==== Selected excerpt ====
Frozen shoulder, also known as adhesive capsulitis, is a condition characterized by stiffness and pain in your shoulder joint. Signs and symptoms typically begin gradually, worsen over time and then resolve, usually within one or two years.
Your risk of developing frozen shoulder increases if you're recovering from a medical condition or procedure that affects the mobility of your arm — such as a stroke or a mastectomy.
Treatment for frozen shoulder involves stretching exercises and, sometimes, the injection of corticosteroids and numbing medications into the joint capsule. In a small percentage of cases, surgery may be needed to loosen the joint capsule so that it can move more freely.
When is Frozen Shoulder Surgery recommended?
Frozen shoulder typically develops slowly, and in three stages. Each of these stages can last a number of months.
Painful stage. During this stage, pain occurs with any movement of your shoulder, and your shoulder's range of motion starts to become limited.
==== Information given ====
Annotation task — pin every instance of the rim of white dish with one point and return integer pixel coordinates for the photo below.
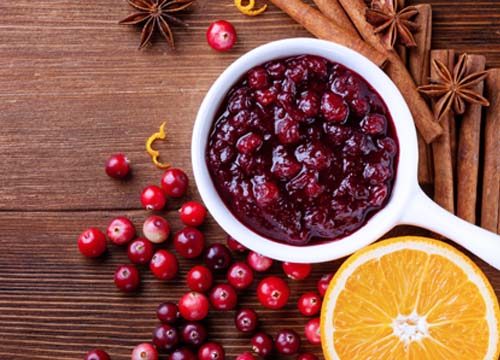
(406, 177)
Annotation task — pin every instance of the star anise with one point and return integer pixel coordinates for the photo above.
(393, 24)
(454, 90)
(156, 15)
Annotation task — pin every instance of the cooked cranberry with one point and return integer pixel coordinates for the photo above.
(287, 342)
(246, 320)
(297, 271)
(259, 263)
(193, 334)
(174, 182)
(309, 304)
(223, 297)
(97, 354)
(193, 306)
(140, 251)
(127, 278)
(312, 331)
(167, 313)
(92, 243)
(153, 198)
(118, 166)
(273, 292)
(217, 257)
(262, 344)
(145, 351)
(165, 337)
(200, 278)
(164, 265)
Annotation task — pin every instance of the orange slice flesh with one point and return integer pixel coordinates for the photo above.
(410, 298)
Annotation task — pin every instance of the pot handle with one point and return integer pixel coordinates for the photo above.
(424, 212)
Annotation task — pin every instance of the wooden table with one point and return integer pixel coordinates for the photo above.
(73, 90)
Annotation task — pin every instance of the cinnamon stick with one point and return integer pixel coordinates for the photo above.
(441, 148)
(321, 27)
(468, 150)
(396, 69)
(491, 171)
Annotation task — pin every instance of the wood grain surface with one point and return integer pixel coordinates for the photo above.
(73, 90)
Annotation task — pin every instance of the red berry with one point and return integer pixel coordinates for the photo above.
(156, 229)
(140, 251)
(246, 320)
(223, 297)
(262, 344)
(127, 278)
(174, 182)
(323, 283)
(312, 331)
(118, 166)
(193, 306)
(309, 304)
(167, 313)
(259, 262)
(193, 213)
(240, 275)
(164, 265)
(273, 292)
(97, 354)
(92, 243)
(200, 278)
(153, 198)
(165, 337)
(189, 242)
(144, 351)
(221, 35)
(121, 231)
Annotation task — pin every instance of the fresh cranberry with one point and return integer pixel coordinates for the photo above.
(174, 182)
(221, 35)
(167, 313)
(309, 304)
(164, 265)
(312, 331)
(287, 342)
(217, 257)
(193, 334)
(246, 320)
(240, 275)
(153, 198)
(165, 337)
(118, 166)
(193, 213)
(262, 344)
(156, 229)
(140, 251)
(97, 354)
(223, 297)
(200, 278)
(145, 351)
(323, 283)
(127, 278)
(193, 306)
(121, 230)
(92, 243)
(259, 263)
(211, 351)
(273, 292)
(189, 242)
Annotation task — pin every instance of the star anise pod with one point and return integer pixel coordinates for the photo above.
(454, 90)
(393, 24)
(156, 15)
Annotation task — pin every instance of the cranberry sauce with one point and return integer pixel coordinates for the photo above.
(303, 150)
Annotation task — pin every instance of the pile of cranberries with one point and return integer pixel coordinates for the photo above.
(181, 331)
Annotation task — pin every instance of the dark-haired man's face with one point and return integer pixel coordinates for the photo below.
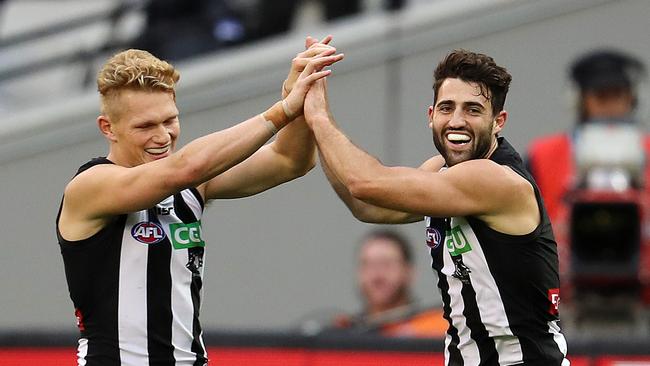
(462, 122)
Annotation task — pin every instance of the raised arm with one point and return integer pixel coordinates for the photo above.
(476, 187)
(290, 155)
(101, 192)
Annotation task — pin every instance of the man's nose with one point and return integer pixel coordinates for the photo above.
(457, 119)
(162, 134)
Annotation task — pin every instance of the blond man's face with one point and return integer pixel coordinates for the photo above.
(144, 125)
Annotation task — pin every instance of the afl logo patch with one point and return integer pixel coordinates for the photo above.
(434, 238)
(147, 232)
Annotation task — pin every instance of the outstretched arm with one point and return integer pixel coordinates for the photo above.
(476, 187)
(91, 199)
(290, 155)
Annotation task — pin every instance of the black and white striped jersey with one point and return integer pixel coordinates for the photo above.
(136, 285)
(500, 292)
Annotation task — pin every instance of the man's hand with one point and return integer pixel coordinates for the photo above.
(313, 47)
(316, 106)
(293, 103)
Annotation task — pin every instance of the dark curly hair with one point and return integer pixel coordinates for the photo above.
(493, 79)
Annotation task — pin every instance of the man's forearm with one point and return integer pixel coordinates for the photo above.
(296, 143)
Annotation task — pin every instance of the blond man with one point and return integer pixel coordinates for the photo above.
(129, 225)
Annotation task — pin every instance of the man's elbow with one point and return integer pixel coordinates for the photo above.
(297, 169)
(360, 189)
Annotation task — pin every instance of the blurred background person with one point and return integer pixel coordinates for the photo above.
(385, 275)
(607, 82)
(594, 181)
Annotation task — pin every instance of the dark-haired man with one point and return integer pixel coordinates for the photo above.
(489, 236)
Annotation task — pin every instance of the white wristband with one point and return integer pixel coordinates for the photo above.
(270, 126)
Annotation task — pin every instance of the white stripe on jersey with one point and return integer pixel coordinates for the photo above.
(182, 307)
(82, 352)
(466, 345)
(488, 299)
(192, 202)
(132, 298)
(559, 339)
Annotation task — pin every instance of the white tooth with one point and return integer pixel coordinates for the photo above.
(457, 137)
(159, 150)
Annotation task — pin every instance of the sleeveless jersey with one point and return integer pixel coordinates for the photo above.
(136, 285)
(500, 292)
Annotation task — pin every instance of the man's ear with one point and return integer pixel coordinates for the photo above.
(430, 116)
(499, 121)
(106, 128)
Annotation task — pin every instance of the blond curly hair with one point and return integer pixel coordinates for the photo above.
(135, 70)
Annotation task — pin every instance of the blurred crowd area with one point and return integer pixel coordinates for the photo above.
(66, 40)
(176, 29)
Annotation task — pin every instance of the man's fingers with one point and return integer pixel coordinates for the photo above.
(317, 75)
(327, 39)
(316, 64)
(315, 49)
(310, 41)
====
Please pull the frozen shoulder text above out in full, reproducing every line word for word.

Frozen shoulder, also known as adhesive capsulitis, is a condition characterized by stiffness and pain in your shoulder joint. Signs and symptoms typically begin gradually, worsen over time and then resolve, usually within one or two years.
Your risk of developing frozen shoulder increases if you're recovering from a medical condition or procedure that affects the mobility of your arm — such as a stroke or a mastectomy.
Treatment for frozen shoulder involves stretching exercises and, sometimes, the injection of corticosteroids and numbing medications into the joint capsule. In a small percentage of cases, surgery may be needed to loosen the joint capsule so that it can move more freely.
When is Frozen Shoulder Surgery recommended?
Frozen shoulder typically develops slowly, and in three stages. Each of these stages can last a number of months.
Painful stage. During this stage, pain occurs with any movement of your shoulder, and your shoulder's range of motion starts to become limited.